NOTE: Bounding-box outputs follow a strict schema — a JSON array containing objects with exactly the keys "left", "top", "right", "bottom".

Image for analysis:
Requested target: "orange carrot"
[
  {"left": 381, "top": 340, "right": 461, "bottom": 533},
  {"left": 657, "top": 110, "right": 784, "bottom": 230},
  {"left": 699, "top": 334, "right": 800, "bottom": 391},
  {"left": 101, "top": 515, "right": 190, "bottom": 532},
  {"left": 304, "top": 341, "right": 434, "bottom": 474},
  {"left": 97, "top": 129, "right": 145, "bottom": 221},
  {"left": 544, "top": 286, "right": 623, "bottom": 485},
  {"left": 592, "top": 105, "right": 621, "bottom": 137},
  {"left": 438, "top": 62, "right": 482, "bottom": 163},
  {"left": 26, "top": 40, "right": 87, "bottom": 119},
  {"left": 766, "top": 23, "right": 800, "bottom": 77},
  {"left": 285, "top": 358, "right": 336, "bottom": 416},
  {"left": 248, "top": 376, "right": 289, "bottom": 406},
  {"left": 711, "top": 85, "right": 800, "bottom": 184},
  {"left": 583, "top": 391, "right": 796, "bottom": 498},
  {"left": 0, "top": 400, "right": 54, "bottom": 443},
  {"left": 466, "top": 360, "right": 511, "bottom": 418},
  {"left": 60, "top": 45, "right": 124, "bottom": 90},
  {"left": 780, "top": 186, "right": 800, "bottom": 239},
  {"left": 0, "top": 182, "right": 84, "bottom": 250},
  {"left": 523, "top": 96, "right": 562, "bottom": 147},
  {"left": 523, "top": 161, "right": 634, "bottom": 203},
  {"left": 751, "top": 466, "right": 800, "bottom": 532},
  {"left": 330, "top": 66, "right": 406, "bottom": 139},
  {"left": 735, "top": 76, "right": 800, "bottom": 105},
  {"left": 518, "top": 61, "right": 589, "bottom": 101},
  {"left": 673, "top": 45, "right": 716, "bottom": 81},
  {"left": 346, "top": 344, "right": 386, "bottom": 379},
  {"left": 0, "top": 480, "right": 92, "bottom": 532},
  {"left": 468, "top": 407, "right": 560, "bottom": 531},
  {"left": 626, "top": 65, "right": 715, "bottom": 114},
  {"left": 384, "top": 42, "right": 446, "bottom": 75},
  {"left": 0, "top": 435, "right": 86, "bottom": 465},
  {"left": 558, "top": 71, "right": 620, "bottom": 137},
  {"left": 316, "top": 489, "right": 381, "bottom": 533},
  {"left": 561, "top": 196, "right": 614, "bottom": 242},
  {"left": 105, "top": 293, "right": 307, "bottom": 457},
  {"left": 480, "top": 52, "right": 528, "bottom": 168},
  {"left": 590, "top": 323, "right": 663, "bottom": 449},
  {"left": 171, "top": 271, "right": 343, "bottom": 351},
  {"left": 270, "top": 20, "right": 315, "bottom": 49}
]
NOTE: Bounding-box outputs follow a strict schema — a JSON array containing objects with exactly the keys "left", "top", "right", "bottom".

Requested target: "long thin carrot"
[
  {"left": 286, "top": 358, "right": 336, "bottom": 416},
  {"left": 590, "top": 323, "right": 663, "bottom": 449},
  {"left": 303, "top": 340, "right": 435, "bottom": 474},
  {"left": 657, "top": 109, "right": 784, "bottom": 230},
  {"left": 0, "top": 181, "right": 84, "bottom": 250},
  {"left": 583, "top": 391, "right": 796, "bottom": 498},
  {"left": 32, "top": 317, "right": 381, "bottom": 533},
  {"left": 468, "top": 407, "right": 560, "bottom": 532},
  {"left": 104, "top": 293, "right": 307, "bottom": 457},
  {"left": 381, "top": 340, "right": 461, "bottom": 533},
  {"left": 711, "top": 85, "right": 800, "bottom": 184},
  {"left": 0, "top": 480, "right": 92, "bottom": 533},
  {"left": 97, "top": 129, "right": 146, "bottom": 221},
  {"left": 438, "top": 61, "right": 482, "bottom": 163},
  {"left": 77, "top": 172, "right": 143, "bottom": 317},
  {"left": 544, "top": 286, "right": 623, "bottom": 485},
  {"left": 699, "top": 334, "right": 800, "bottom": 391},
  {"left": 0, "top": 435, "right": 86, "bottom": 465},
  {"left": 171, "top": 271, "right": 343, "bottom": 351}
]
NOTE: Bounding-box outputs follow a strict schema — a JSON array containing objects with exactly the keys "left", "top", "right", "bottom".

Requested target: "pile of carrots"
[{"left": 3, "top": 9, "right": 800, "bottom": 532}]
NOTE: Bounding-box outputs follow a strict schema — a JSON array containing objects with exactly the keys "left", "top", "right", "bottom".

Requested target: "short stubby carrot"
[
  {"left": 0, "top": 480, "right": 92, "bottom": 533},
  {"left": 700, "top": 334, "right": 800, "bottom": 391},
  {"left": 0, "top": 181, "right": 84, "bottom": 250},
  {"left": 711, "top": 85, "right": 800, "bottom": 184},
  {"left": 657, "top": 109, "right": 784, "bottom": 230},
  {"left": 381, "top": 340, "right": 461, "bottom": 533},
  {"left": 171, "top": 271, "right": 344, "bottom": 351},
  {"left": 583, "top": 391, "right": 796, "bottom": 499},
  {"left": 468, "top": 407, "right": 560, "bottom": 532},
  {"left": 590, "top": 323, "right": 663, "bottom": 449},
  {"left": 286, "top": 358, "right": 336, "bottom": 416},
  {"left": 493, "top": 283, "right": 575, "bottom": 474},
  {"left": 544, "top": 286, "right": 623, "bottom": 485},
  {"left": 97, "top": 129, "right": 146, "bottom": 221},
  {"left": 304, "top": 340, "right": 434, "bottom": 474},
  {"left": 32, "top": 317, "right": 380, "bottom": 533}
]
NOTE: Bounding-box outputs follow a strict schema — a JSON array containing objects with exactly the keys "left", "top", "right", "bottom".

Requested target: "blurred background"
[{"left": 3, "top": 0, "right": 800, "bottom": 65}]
======
Work order: Retype the records exactly.

Written answer:
NOTE: Bounding-box outputs follow a strict schema — a JSON array containing objects with exactly the keys "left", "top", "right", "bottom".

Image for analysis:
Requested target: "orange carrot"
[
  {"left": 381, "top": 340, "right": 461, "bottom": 533},
  {"left": 657, "top": 110, "right": 784, "bottom": 230},
  {"left": 699, "top": 334, "right": 800, "bottom": 391},
  {"left": 101, "top": 515, "right": 190, "bottom": 532},
  {"left": 304, "top": 341, "right": 434, "bottom": 474},
  {"left": 97, "top": 129, "right": 145, "bottom": 221},
  {"left": 544, "top": 286, "right": 623, "bottom": 485},
  {"left": 592, "top": 105, "right": 621, "bottom": 137},
  {"left": 438, "top": 62, "right": 482, "bottom": 163},
  {"left": 26, "top": 40, "right": 87, "bottom": 119},
  {"left": 766, "top": 23, "right": 800, "bottom": 77},
  {"left": 285, "top": 358, "right": 336, "bottom": 416},
  {"left": 248, "top": 376, "right": 289, "bottom": 406},
  {"left": 711, "top": 85, "right": 800, "bottom": 184},
  {"left": 583, "top": 391, "right": 796, "bottom": 498},
  {"left": 0, "top": 400, "right": 54, "bottom": 443},
  {"left": 466, "top": 360, "right": 511, "bottom": 418},
  {"left": 60, "top": 45, "right": 124, "bottom": 90},
  {"left": 780, "top": 186, "right": 800, "bottom": 239},
  {"left": 0, "top": 182, "right": 84, "bottom": 250},
  {"left": 523, "top": 96, "right": 562, "bottom": 147},
  {"left": 523, "top": 161, "right": 634, "bottom": 203},
  {"left": 751, "top": 466, "right": 800, "bottom": 532},
  {"left": 330, "top": 66, "right": 406, "bottom": 139},
  {"left": 735, "top": 76, "right": 800, "bottom": 105},
  {"left": 518, "top": 61, "right": 589, "bottom": 101},
  {"left": 673, "top": 45, "right": 716, "bottom": 81},
  {"left": 346, "top": 344, "right": 386, "bottom": 379},
  {"left": 0, "top": 480, "right": 92, "bottom": 532},
  {"left": 468, "top": 407, "right": 560, "bottom": 531},
  {"left": 626, "top": 65, "right": 715, "bottom": 114},
  {"left": 384, "top": 42, "right": 446, "bottom": 75},
  {"left": 0, "top": 435, "right": 86, "bottom": 465},
  {"left": 558, "top": 71, "right": 620, "bottom": 137},
  {"left": 316, "top": 489, "right": 381, "bottom": 533},
  {"left": 561, "top": 196, "right": 614, "bottom": 242},
  {"left": 105, "top": 293, "right": 307, "bottom": 457},
  {"left": 480, "top": 52, "right": 528, "bottom": 168},
  {"left": 590, "top": 323, "right": 663, "bottom": 449},
  {"left": 171, "top": 271, "right": 343, "bottom": 351},
  {"left": 270, "top": 20, "right": 315, "bottom": 49}
]
NOTE: Bounding-box outputs follow a strict schema — a JSON array containing objects with exactly the keys "left", "top", "right", "bottom".

Requested target: "long thin carrot"
[
  {"left": 286, "top": 358, "right": 336, "bottom": 416},
  {"left": 590, "top": 323, "right": 663, "bottom": 449},
  {"left": 303, "top": 340, "right": 435, "bottom": 474},
  {"left": 657, "top": 109, "right": 784, "bottom": 230},
  {"left": 0, "top": 181, "right": 84, "bottom": 250},
  {"left": 583, "top": 391, "right": 796, "bottom": 498},
  {"left": 32, "top": 317, "right": 381, "bottom": 533},
  {"left": 468, "top": 407, "right": 560, "bottom": 532},
  {"left": 104, "top": 293, "right": 307, "bottom": 457},
  {"left": 381, "top": 340, "right": 461, "bottom": 533},
  {"left": 711, "top": 85, "right": 800, "bottom": 184},
  {"left": 0, "top": 480, "right": 92, "bottom": 533},
  {"left": 97, "top": 129, "right": 146, "bottom": 221},
  {"left": 438, "top": 61, "right": 482, "bottom": 163},
  {"left": 77, "top": 172, "right": 143, "bottom": 317},
  {"left": 544, "top": 286, "right": 623, "bottom": 485},
  {"left": 699, "top": 334, "right": 800, "bottom": 391},
  {"left": 0, "top": 435, "right": 86, "bottom": 465},
  {"left": 171, "top": 271, "right": 343, "bottom": 351}
]
NOTE: Bounding-box outputs follow a strict schema — a JSON array containing objects with exactly the keys "left", "top", "right", "bottom".

Requested target: "pile of carrots"
[{"left": 3, "top": 9, "right": 800, "bottom": 532}]
NOTE: Bounding-box outputs follow a strict schema — a JSON array containing objects with exactly the keys "left", "top", "right", "bottom".

Requested target: "short stubby carrot"
[
  {"left": 0, "top": 480, "right": 92, "bottom": 533},
  {"left": 700, "top": 334, "right": 800, "bottom": 391},
  {"left": 0, "top": 181, "right": 84, "bottom": 250},
  {"left": 711, "top": 85, "right": 800, "bottom": 184},
  {"left": 657, "top": 109, "right": 784, "bottom": 230},
  {"left": 381, "top": 340, "right": 461, "bottom": 533},
  {"left": 171, "top": 271, "right": 344, "bottom": 351},
  {"left": 583, "top": 391, "right": 796, "bottom": 499},
  {"left": 468, "top": 407, "right": 560, "bottom": 532},
  {"left": 590, "top": 323, "right": 663, "bottom": 449},
  {"left": 286, "top": 358, "right": 336, "bottom": 416},
  {"left": 493, "top": 283, "right": 575, "bottom": 474},
  {"left": 544, "top": 286, "right": 623, "bottom": 485},
  {"left": 97, "top": 129, "right": 146, "bottom": 221},
  {"left": 304, "top": 340, "right": 434, "bottom": 474},
  {"left": 32, "top": 317, "right": 380, "bottom": 533}
]
NOTE: Bounding-box outputs follow a strict schema — a JSON array containing objects with exactly the keys "left", "top", "right", "bottom".

Requested target: "blurred background"
[{"left": 3, "top": 0, "right": 800, "bottom": 65}]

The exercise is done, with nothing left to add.